> [Supplied information]

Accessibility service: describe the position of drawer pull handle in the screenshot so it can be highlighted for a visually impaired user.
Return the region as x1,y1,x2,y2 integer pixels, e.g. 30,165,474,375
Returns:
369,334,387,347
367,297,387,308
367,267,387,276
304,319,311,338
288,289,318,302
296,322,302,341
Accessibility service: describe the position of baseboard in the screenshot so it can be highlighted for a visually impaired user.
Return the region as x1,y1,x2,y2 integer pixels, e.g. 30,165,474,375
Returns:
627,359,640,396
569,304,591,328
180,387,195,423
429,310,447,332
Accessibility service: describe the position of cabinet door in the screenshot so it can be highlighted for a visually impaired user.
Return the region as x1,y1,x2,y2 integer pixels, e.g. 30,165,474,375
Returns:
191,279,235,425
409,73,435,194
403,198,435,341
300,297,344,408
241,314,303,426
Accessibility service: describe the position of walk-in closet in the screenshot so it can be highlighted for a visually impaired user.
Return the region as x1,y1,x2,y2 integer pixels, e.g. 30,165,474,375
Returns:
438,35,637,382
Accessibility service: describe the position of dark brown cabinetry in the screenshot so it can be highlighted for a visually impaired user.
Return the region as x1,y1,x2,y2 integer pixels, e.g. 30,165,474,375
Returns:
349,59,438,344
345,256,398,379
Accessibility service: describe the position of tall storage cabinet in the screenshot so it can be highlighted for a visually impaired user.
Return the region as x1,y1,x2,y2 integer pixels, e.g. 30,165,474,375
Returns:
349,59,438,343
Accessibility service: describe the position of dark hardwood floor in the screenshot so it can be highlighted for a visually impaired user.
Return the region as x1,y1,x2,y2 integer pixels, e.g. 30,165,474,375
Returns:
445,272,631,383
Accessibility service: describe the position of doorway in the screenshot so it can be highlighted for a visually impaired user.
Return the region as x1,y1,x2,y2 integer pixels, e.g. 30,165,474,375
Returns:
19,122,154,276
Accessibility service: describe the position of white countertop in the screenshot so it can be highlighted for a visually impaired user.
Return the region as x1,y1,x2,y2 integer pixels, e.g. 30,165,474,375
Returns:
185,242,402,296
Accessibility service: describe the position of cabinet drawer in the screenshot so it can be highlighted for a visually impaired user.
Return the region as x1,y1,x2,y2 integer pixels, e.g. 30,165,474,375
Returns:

> [Job]
Render the records from the line containing "Accessibility service: describe the position of cabinet drawer" through the end of the records as a Markdown table with the columns Index and Line, one row per line and blank lines omitted.

> [Result]
| Index | Line |
|---|---|
| 1 | Accessibility service: describe the position of cabinet drawer in the screenshot so it can be highlighted for a visually impaired user. |
| 2 | Return the region as x1,y1,x2,y2 integer pixels, e.g. 30,165,474,375 |
| 3 | Returns: |